Texto de leitura:
·····

Há uma grande variedade de métodos
diagnósticos. O Rx contrastado de esôfago, estômago e duodeno (REED) tem
importante papel na avaliação anatômica e na pesquisa de fístula
traqueo-esofágica, mas a observação de episódios de refluxo durante este exame
não tem valor no diagnóstico da DRGE. A ecografia de abdome é válida na
pesquisa de estenose hipertrófica de piloro e para avaliação de órgãos
intra-abdominais, mas a observação de episódios de refluxo durante este exame
também não tem valor no diagnóstico da DRGE. A pHmetria esofágica de 24h tem
sido utilizada com mais freqüência nos casos atípicos, com sintomas
extra-digestivos, sobretudo pulmonares e otorrinolaringológicos.
A endoscopia digestiva alta permite
a avaliação macroscópica da mucosa esofágica e a coleta de biópsias para estudo
histopatológico, e possibilita o diagnóstico de complicações esofágicas da
DRGE, como esofagite, estenose péptica ou esôfago de Barrett. Também tem papel
fundamental no diagnóstico diferencial de outras doenças, como esofagite
eosinofílica, úlcera duodenal e gastroenteropatia eosinofílica.
Os
objetivos do tratamento são a promoção do crescimento e do ganho de peso
adequado, o alívio dos sintomas, a cicatrização das lesões teciduais e a
prevenção das complicações. Devemos primeiro diferenciar o RGE fisiológico,
observado em crianças com bom ganho ponderal e sem sinais de alerta, da DRGE,
para evitar o uso abusivo e desnecessário de medicações. Crianças menores não
devem ser tratadas empiricamente. Cursos prolongados ou repetidos de tratamento
medicamentoso não devem ser prescritos antes da confirmação diagnóstica.

·····

Dados fornecidos:
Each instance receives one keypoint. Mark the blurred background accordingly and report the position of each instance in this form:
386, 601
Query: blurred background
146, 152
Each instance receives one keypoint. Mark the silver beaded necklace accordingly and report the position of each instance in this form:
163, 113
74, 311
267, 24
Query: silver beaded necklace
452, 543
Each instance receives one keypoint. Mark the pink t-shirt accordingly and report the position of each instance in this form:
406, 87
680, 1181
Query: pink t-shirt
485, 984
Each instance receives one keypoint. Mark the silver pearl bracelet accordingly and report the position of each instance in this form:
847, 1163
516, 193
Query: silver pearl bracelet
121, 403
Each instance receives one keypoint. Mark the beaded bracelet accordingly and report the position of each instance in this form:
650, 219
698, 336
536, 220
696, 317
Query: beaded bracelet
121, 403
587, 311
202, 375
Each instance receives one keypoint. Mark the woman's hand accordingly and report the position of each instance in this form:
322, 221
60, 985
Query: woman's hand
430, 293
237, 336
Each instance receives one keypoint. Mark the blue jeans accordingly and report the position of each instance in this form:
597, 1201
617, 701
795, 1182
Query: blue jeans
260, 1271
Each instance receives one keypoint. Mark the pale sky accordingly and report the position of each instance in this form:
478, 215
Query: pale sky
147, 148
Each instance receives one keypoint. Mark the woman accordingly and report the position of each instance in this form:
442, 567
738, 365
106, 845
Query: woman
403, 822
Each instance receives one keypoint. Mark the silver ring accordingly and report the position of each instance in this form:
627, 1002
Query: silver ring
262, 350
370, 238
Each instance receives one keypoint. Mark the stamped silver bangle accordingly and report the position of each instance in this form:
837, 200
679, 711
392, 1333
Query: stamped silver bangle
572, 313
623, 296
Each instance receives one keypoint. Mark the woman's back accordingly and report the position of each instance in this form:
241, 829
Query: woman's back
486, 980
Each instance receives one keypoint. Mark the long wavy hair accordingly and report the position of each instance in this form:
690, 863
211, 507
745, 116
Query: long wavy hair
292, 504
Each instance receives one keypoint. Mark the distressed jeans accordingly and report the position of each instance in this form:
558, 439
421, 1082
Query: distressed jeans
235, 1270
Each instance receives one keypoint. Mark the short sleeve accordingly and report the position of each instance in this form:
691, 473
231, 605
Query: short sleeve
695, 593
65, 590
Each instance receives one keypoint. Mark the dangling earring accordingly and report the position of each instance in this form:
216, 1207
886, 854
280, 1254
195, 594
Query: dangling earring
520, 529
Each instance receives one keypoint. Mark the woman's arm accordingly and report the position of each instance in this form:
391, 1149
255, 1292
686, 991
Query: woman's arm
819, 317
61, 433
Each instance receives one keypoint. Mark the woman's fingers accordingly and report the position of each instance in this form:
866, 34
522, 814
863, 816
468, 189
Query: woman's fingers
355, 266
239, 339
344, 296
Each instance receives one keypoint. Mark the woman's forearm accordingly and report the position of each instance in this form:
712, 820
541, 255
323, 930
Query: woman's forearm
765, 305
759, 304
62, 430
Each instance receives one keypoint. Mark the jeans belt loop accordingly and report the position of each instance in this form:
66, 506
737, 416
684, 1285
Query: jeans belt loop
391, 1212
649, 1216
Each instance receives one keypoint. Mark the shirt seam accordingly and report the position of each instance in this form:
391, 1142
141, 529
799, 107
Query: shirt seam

·····

Enunciado A: Transcreva o trecho do texto sobre refluxo começando em "Há uma grande" e seguindo até "pulmonares e otorrinolaringológicos.".
Enunciado B: Diga se cada afirmação abaixo está de acordo com o texto sobre refluxo, respondendo sim ou não e citando as palavras do texto que decidem. (i) A ecografia de abdome serve para procurar estenose hipertrófica de piloro. (ii) Ver episódios de refluxo durante o REED ajuda a diagnosticar a DRGE. (iii) Crianças menores podem ser tratadas sem confirmação do diagnóstico.

Resultado A:
Há uma grande variedade de métodos
diagnósticos. O Rx contrastado de esôfago, estômago e duodeno (REED) tem
importante papel na avaliação anatômica e na pesquisa de fístula
traqueo-esofágica, mas a observação de episódios de refluxo durante este exame
não tem valor no diagnóstico da DRGE. A ecografia de abdome é válida na
pesquisa de estenose hipertrófica de piloro e para avaliação de órgãos
intra-abdominais, mas a observação de episódios de refluxo durante este exame
também não tem valor no diagnóstico da DRGE. A pHmetria esofágica de 24h tem
sido utilizada com mais freqüência nos casos atípicos, com sintomas
extra-digestivos, sobretudo pulmonares e otorrinolaringológicos.

Resultado B:
(i) Sim: "A ecografia de abdome é válida na pesquisa de estenose hipertrófica de piloro".
(ii) Não: "a observação de episódios de refluxo durante este exame não tem valor no diagnóstico da DRGE".
(iii) Não: "Crianças menores não devem ser tratadas empiricamente."